What is expected
Starting at the line that holds "If you would be so good as to mark the adult", set down each line through the end of the listing, exactly as written and with nothing added.

Data to process
• • • • • • •

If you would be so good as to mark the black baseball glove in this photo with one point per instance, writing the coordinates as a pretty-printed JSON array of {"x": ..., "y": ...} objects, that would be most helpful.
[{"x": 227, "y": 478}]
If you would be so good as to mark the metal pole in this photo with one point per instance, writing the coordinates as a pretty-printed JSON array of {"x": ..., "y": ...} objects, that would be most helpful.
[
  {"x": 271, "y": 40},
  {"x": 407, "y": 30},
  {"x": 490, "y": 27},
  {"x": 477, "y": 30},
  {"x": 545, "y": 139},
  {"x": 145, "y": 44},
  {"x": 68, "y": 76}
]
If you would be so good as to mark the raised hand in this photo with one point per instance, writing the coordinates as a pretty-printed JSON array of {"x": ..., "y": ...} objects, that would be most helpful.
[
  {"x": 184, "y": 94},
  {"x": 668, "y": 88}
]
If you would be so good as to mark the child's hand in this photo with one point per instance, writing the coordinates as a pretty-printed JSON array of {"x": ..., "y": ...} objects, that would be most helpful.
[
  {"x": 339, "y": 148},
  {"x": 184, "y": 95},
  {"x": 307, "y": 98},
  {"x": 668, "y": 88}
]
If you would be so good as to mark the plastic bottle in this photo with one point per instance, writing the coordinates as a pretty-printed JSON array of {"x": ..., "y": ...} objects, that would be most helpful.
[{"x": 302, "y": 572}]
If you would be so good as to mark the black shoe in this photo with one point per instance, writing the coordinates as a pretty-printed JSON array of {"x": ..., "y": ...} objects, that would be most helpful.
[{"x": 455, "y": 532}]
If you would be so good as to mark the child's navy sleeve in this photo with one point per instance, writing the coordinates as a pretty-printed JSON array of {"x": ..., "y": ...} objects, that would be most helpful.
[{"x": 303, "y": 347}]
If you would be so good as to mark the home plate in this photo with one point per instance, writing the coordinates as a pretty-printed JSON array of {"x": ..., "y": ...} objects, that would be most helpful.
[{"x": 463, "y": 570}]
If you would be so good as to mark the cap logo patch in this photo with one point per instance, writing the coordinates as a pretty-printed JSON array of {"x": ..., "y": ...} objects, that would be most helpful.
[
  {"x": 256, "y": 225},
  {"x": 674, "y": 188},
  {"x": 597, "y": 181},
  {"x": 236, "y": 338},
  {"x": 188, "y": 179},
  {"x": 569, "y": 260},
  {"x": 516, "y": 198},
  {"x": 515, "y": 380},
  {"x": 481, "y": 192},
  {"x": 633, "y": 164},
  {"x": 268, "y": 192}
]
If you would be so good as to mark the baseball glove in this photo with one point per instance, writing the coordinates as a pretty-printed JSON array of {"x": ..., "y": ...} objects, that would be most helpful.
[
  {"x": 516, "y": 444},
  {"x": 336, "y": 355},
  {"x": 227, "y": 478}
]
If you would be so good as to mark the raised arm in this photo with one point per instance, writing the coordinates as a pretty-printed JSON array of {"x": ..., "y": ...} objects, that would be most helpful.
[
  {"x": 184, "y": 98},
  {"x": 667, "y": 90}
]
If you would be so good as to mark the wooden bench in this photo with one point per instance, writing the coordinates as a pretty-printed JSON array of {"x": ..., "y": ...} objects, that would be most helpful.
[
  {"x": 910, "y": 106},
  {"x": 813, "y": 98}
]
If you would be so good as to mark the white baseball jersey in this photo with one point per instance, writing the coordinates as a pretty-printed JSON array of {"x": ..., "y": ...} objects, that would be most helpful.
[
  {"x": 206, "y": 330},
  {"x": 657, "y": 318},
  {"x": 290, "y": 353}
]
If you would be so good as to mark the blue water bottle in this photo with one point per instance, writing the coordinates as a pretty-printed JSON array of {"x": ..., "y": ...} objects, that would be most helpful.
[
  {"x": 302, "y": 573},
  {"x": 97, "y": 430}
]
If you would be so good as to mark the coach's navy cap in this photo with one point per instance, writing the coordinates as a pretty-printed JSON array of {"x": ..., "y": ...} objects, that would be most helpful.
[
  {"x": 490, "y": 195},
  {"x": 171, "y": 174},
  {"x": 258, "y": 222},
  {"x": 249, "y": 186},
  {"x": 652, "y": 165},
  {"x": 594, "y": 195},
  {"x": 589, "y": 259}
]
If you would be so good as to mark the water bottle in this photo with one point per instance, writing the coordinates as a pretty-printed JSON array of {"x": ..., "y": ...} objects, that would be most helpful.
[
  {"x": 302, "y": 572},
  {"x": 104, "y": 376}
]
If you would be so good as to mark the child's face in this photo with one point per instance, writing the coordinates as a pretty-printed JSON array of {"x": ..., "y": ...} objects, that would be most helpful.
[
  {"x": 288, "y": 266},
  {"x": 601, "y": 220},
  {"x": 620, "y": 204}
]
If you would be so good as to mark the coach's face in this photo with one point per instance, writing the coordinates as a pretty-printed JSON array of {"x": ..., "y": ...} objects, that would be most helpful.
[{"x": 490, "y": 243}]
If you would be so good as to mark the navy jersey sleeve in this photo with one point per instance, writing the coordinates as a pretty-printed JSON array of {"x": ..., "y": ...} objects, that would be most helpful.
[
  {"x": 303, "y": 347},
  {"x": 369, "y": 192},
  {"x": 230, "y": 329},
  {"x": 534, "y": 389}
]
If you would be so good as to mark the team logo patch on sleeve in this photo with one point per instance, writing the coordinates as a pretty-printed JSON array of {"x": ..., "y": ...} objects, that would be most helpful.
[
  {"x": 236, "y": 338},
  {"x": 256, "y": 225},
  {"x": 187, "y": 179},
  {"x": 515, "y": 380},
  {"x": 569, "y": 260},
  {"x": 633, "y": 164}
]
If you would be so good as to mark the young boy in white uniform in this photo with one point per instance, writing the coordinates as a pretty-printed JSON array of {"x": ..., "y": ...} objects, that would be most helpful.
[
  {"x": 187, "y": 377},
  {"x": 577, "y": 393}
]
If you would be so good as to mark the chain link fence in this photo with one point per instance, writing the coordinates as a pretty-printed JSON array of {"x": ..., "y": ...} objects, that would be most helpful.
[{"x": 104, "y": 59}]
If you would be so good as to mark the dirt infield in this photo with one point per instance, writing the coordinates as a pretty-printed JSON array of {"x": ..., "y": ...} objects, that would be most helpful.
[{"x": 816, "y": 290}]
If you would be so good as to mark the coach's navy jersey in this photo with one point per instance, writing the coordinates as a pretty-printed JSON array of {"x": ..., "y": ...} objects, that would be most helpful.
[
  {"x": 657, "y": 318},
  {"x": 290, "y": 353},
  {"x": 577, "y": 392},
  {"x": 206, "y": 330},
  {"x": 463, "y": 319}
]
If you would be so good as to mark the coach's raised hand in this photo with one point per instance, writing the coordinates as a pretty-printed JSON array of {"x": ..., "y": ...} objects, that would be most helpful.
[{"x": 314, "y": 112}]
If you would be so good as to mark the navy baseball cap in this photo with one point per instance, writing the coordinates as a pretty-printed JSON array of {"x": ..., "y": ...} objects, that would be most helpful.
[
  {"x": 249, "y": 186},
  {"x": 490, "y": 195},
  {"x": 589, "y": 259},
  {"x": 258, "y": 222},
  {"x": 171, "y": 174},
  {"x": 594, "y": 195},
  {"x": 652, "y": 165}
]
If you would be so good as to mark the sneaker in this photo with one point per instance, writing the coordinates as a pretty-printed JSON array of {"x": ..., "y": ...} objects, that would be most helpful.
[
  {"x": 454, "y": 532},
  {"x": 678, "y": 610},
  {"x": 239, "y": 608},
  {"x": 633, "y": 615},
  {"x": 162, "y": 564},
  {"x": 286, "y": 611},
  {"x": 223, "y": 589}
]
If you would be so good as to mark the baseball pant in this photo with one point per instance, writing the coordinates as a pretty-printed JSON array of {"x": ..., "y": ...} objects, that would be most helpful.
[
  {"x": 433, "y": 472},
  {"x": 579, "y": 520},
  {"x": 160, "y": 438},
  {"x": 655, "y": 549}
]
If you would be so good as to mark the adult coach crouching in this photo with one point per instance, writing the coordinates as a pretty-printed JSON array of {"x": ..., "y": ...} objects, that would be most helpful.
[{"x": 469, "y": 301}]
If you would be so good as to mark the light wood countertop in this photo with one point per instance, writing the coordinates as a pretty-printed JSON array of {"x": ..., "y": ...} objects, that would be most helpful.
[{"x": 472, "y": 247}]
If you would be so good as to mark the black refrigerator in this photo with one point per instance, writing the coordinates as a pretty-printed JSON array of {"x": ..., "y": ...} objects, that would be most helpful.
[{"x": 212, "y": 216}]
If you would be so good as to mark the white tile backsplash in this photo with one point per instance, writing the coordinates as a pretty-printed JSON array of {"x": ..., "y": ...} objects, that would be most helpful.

• • • • • • •

Result of the task
If you would be so good as to mark the adult coach crouching in this photo with one point per instance, writing the coordinates as a pretty-printed JSON array of {"x": ..., "y": ...} objects, that would be most helpful.
[{"x": 469, "y": 301}]
If you would be so good as to mark the light wood countertop in this photo with one point per instance, writing the coordinates as a pretty-printed JSON array of {"x": ..., "y": ...} objects, that would be most helpful.
[{"x": 472, "y": 247}]
If you would be so good as to mark the black refrigerator in this photo with one point per instance, writing the coordinates as a pretty-printed JSON array of {"x": ..., "y": ...} objects, that would be most helpful.
[{"x": 212, "y": 216}]
If you would be so good as to mark the white tile backsplash in this photo with one point per instance, writing the coordinates as a pretty-printed JSON array of {"x": ..., "y": ...} objects, that would be most helpful.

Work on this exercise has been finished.